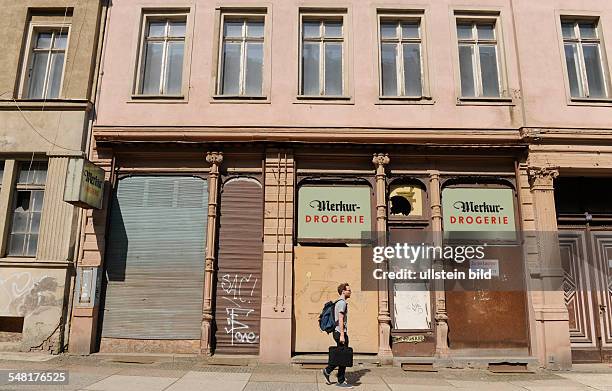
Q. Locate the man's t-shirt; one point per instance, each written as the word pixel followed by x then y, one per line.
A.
pixel 339 308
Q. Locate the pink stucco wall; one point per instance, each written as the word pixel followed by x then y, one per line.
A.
pixel 530 38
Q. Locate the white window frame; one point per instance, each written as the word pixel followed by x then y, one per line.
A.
pixel 33 30
pixel 578 40
pixel 243 17
pixel 17 187
pixel 462 18
pixel 418 17
pixel 322 17
pixel 148 17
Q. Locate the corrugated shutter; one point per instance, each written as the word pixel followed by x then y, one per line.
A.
pixel 155 258
pixel 238 298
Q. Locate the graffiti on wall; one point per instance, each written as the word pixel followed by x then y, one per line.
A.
pixel 239 292
pixel 22 294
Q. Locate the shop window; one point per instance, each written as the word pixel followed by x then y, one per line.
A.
pixel 401 57
pixel 585 59
pixel 45 62
pixel 480 64
pixel 11 328
pixel 322 56
pixel 162 53
pixel 241 56
pixel 29 194
pixel 406 200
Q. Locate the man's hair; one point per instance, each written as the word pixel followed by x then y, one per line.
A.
pixel 342 287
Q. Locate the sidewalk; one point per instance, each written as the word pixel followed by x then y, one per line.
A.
pixel 94 373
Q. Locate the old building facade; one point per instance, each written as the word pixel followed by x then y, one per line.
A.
pixel 49 59
pixel 221 124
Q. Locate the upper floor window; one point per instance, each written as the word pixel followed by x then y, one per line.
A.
pixel 241 57
pixel 585 59
pixel 401 57
pixel 45 64
pixel 27 209
pixel 162 53
pixel 479 59
pixel 322 56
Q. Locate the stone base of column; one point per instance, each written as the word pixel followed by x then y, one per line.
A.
pixel 83 331
pixel 553 333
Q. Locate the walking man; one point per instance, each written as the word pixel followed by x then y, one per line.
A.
pixel 340 333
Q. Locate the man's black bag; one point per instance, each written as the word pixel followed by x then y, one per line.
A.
pixel 341 356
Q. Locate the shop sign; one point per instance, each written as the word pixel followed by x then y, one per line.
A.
pixel 408 339
pixel 406 200
pixel 488 212
pixel 485 265
pixel 84 184
pixel 333 212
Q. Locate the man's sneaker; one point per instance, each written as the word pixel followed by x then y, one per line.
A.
pixel 326 376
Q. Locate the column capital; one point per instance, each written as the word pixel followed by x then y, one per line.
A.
pixel 541 178
pixel 380 159
pixel 214 158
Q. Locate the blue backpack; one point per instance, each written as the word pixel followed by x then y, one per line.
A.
pixel 327 321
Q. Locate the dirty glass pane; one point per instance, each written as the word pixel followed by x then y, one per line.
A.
pixel 488 68
pixel 177 29
pixel 587 30
pixel 254 68
pixel 410 30
pixel 310 69
pixel 573 69
pixel 333 29
pixel 311 29
pixel 568 30
pixel 595 77
pixel 389 69
pixel 152 68
pixel 486 31
pixel 38 75
pixel 255 29
pixel 60 40
pixel 466 69
pixel 157 29
pixel 412 69
pixel 174 68
pixel 43 40
pixel 231 69
pixel 388 29
pixel 333 69
pixel 233 29
pixel 55 76
pixel 464 31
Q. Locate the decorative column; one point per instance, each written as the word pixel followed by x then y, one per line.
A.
pixel 441 317
pixel 385 355
pixel 551 316
pixel 214 159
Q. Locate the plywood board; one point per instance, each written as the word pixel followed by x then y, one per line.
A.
pixel 318 271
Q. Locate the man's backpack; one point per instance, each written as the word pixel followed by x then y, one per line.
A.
pixel 327 321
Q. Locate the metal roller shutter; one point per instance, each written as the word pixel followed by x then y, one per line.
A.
pixel 155 258
pixel 238 293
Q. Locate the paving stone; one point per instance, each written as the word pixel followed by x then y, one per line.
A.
pixel 280 386
pixel 132 383
pixel 599 381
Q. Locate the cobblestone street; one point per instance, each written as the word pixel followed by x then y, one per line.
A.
pixel 168 373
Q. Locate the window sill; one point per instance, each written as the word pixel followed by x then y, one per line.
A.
pixel 32 262
pixel 604 102
pixel 239 99
pixel 405 100
pixel 157 99
pixel 39 104
pixel 483 101
pixel 324 100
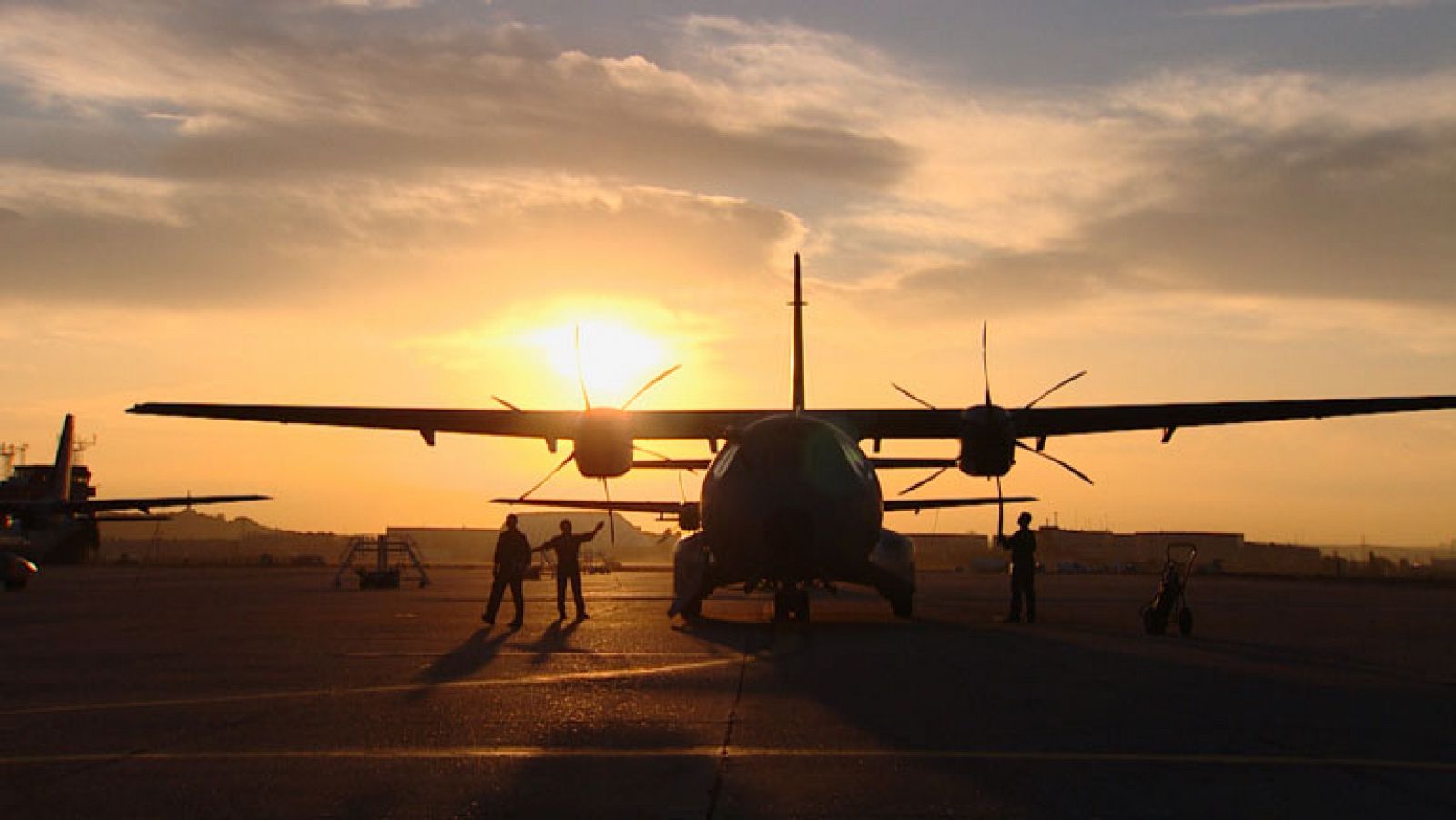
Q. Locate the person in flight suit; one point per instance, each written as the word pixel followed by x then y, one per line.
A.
pixel 568 567
pixel 513 553
pixel 1023 545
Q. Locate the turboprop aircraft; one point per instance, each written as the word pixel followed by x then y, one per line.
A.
pixel 791 500
pixel 51 521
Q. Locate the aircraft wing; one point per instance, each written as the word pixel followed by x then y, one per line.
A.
pixel 662 507
pixel 113 504
pixel 429 421
pixel 1031 422
pixel 1036 422
pixel 899 504
pixel 146 504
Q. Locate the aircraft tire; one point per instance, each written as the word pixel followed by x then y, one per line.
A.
pixel 1152 623
pixel 781 606
pixel 801 606
pixel 902 606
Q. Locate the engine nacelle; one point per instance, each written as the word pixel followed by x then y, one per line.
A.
pixel 15 572
pixel 987 441
pixel 603 443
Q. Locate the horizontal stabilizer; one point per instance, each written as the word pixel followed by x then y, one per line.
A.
pixel 890 463
pixel 941 502
pixel 670 465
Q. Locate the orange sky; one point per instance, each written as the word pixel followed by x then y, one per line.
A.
pixel 414 206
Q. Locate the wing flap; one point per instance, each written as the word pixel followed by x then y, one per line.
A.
pixel 900 504
pixel 1037 422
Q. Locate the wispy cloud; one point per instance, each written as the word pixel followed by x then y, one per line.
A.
pixel 1305 6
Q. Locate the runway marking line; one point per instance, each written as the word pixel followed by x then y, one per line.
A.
pixel 715 752
pixel 382 689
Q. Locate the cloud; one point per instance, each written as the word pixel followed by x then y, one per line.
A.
pixel 262 99
pixel 1303 6
pixel 325 155
pixel 1264 184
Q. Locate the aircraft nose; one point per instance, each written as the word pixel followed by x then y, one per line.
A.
pixel 790 531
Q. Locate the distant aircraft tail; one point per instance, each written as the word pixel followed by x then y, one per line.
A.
pixel 60 488
pixel 797 364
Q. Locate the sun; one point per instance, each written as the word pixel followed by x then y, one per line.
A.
pixel 616 359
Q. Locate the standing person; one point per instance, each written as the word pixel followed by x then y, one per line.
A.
pixel 568 567
pixel 1023 545
pixel 513 553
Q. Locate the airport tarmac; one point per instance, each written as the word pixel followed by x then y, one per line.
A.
pixel 167 692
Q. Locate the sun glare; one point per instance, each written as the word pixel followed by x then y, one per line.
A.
pixel 616 359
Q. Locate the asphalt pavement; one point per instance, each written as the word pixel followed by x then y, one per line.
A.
pixel 194 692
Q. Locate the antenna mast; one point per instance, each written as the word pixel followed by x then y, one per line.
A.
pixel 798 339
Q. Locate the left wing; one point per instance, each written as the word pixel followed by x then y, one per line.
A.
pixel 660 507
pixel 676 509
pixel 113 504
pixel 429 421
pixel 899 504
pixel 1038 422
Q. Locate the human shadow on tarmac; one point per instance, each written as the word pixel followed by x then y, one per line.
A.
pixel 465 660
pixel 555 640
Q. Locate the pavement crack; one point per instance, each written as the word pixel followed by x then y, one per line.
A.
pixel 733 720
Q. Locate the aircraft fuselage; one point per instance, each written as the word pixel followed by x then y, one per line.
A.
pixel 791 500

····················

[Work required] Reproduce all of the material above word for word, omitting the pictures.

[Result for this task]
Q. Locate the man's t-shirt; one point per instance, each written as the word pixel followed by x then y, one per line.
A.
pixel 339 308
Q. Locate the pink stucco wall; one point per instance, each written as the word pixel followed by x then y, one per line.
A.
pixel 530 38
Q. Locate the white window frame; one point per instance, each written as the word pixel followed by x then y, one per line.
A.
pixel 33 30
pixel 578 40
pixel 243 17
pixel 17 187
pixel 462 18
pixel 418 17
pixel 322 17
pixel 148 17
Q. Locate the corrugated shutter; one point per instance, each written as the word pixel followed by x then y, one per line.
A.
pixel 155 258
pixel 238 298
Q. Locate the graffiti on wall; one point per instance, each written as the word pixel followed by x then y, one per line.
A.
pixel 239 292
pixel 22 294
Q. Locate the shop window; one point per instance, each written as the word pixel followed by x then y, one per line.
A.
pixel 401 57
pixel 585 59
pixel 45 62
pixel 480 64
pixel 11 328
pixel 322 56
pixel 162 53
pixel 241 56
pixel 29 194
pixel 406 200
Q. Locate the man's hair; one point per instance, each written as the word pixel followed by x then y, one per line.
A.
pixel 342 287
Q. Locate the sidewalk; one point per instance, each written as the word pixel followed by x then y, one per line.
A.
pixel 94 373
Q. Locate the old building facade; one point per instance, each written as the word pixel followed by x then y, one per line.
A.
pixel 49 59
pixel 221 124
Q. Locate the upper floor window; one point per instance, each written as the word pixel followed by x then y, one per line.
A.
pixel 241 57
pixel 585 59
pixel 401 57
pixel 45 64
pixel 27 209
pixel 162 53
pixel 479 59
pixel 322 56
Q. Locate the stone base of column; one point per instance, each written as the word pixel followed by x then y, one per line.
A.
pixel 83 331
pixel 553 333
Q. Locate the walking man; one point per instance, each written as the word pixel followed by x then y, one per line.
A.
pixel 340 333
Q. Locate the man's black bag; one point per instance, each written as the word pixel followed by x then y, one per line.
A.
pixel 341 356
Q. Locate the shop sign; one point per instance, each written as the word pixel followed by x then y, one per line.
A.
pixel 408 339
pixel 406 200
pixel 488 212
pixel 485 265
pixel 84 184
pixel 333 212
Q. Locate the man's sneaker; one point per instance, each written as the word pixel followed by x then y, one per line.
A.
pixel 326 376
Q. Locate the column capital; one point per instance, each written as the word pixel followed by x then y, one per line.
A.
pixel 541 178
pixel 380 159
pixel 214 158
Q. Locate the blue backpack; one point per instance, each written as the word pixel followed by x then y, one per line.
A.
pixel 327 321
Q. Locate the dirty glass pane; one point per instance, each written as the word pixel followed by x then y, one per line.
A.
pixel 488 68
pixel 177 29
pixel 587 30
pixel 254 68
pixel 410 30
pixel 310 69
pixel 573 69
pixel 333 29
pixel 311 29
pixel 568 30
pixel 595 77
pixel 389 69
pixel 152 68
pixel 486 31
pixel 38 75
pixel 255 29
pixel 60 40
pixel 466 69
pixel 157 29
pixel 412 69
pixel 174 68
pixel 43 40
pixel 231 69
pixel 388 29
pixel 333 69
pixel 233 29
pixel 55 76
pixel 464 31
Q. Locate the decorative column; one point per instance, each written as the word pixel followed by x then y, one per line.
A.
pixel 441 317
pixel 385 355
pixel 551 316
pixel 214 159
Q. Locate the plywood board; one point per instance, each written as the word pixel followed by x then y, one per line.
A.
pixel 318 271
Q. Locate the man's backpack; one point per instance, each written as the word pixel followed by x then y, one per line.
A.
pixel 327 321
Q. Locate the metal roller shutter; one point per instance, each written as the word pixel followed by x then y, one per line.
A.
pixel 155 258
pixel 238 293
Q. Locate the paving stone; one point per instance, each written as the word pixel followed by x then y, one per line.
A.
pixel 280 386
pixel 132 383
pixel 599 381
Q. Locate the cobblestone street; one point per instance, each written as the word pixel followed by x then y, one per line.
A.
pixel 168 373
Q. Locate the window sill; one point per instance, each written as the word pixel followed by x then y, one per line.
A.
pixel 32 262
pixel 604 102
pixel 239 99
pixel 405 100
pixel 157 99
pixel 39 104
pixel 483 101
pixel 324 100
Q. Locate the person in flight suit; one point per instance, each written as the word pixel followed by x then y, one per line.
A.
pixel 568 567
pixel 513 553
pixel 1023 545
Q. Locate the turboprop aircraft; one point per instance, each written as the word pixel followed by x then y, one per line.
A.
pixel 791 500
pixel 51 521
Q. Locate the aircraft wing; one point per instance, each written as the word pixel followed by x then y, one per line.
A.
pixel 662 507
pixel 113 504
pixel 429 421
pixel 1031 422
pixel 1036 422
pixel 899 504
pixel 146 504
Q. Locate the aircraft tire; one point per instance, each written as the word pixel followed by x then y, one per line.
A.
pixel 1152 623
pixel 781 606
pixel 801 606
pixel 902 606
Q. Locate the engine nacelle; one point per instance, each written as the word pixel followed by x then y, one per line.
A.
pixel 15 572
pixel 987 441
pixel 603 443
Q. Locate the horizontal stabilizer; one point per instance, each written as the word pixel followed by x then y, one per line.
A.
pixel 890 463
pixel 941 502
pixel 670 465
Q. Locate the orange sky; one point per instance, each written as the word pixel followed by x then y, one per line.
A.
pixel 414 206
Q. Locate the wing flap; one point per instance, each written as the word pixel followed by x then y, one per line.
A.
pixel 900 504
pixel 1037 422
Q. Locate the wispy cloud; one point per instance, each written as the word pixel followed by x then y, one per line.
A.
pixel 1305 6
Q. Locate the runway marking line; one point per instance, each written as the word pixel followed by x then y, one per line.
A.
pixel 715 752
pixel 382 689
Q. Locate the cloud; one point per instance, each written as the word pixel followed by x then y, one per line.
A.
pixel 262 99
pixel 1303 6
pixel 325 155
pixel 1264 184
Q. Locate the aircraft nose; one point per instance, each written as the word pixel followed by x then y, one per line.
A.
pixel 790 531
Q. Locate the distant aircraft tail; one point per instance, each written as the word pixel followed by x then y, one per line.
A.
pixel 60 488
pixel 797 364
Q. Locate the sun; one point per instance, each written as the word pixel followed by x then y, one per line.
A.
pixel 616 359
Q. Locate the standing person; one point per instance, each written as the word pixel followed by x then y, one per line.
A.
pixel 568 567
pixel 1023 545
pixel 513 553
Q. Locate the airport tarmac; one point per instance, each written as the word pixel followed by x then y, one per line.
A.
pixel 167 692
Q. Locate the sun glare; one point per instance, each written as the word pixel followed by x then y, one per line.
A.
pixel 616 359
Q. Locate the asphalt pavement; one point per instance, each written as the word pixel followed by x then y, one per line.
A.
pixel 194 692
Q. Locate the antenna mast; one point per instance, each written as the word pixel followed by x then y, one per line.
A.
pixel 798 339
Q. Locate the left wing; one point per instance, each written as the word pixel followed by x then y, one per line.
A.
pixel 660 507
pixel 676 509
pixel 113 504
pixel 429 421
pixel 899 504
pixel 1038 422
Q. Locate the human shadow on tarmac; one point per instance, each written as the word pixel followed by x then y, one per line.
A.
pixel 465 660
pixel 555 640
Q. Locate the pavement crack; one point per instance, each written as the word pixel followed by x then y, one per line.
A.
pixel 733 720
Q. Locate the aircraft fuselage; one point per instance, each written as the word pixel followed by x then y, one per line.
A.
pixel 791 500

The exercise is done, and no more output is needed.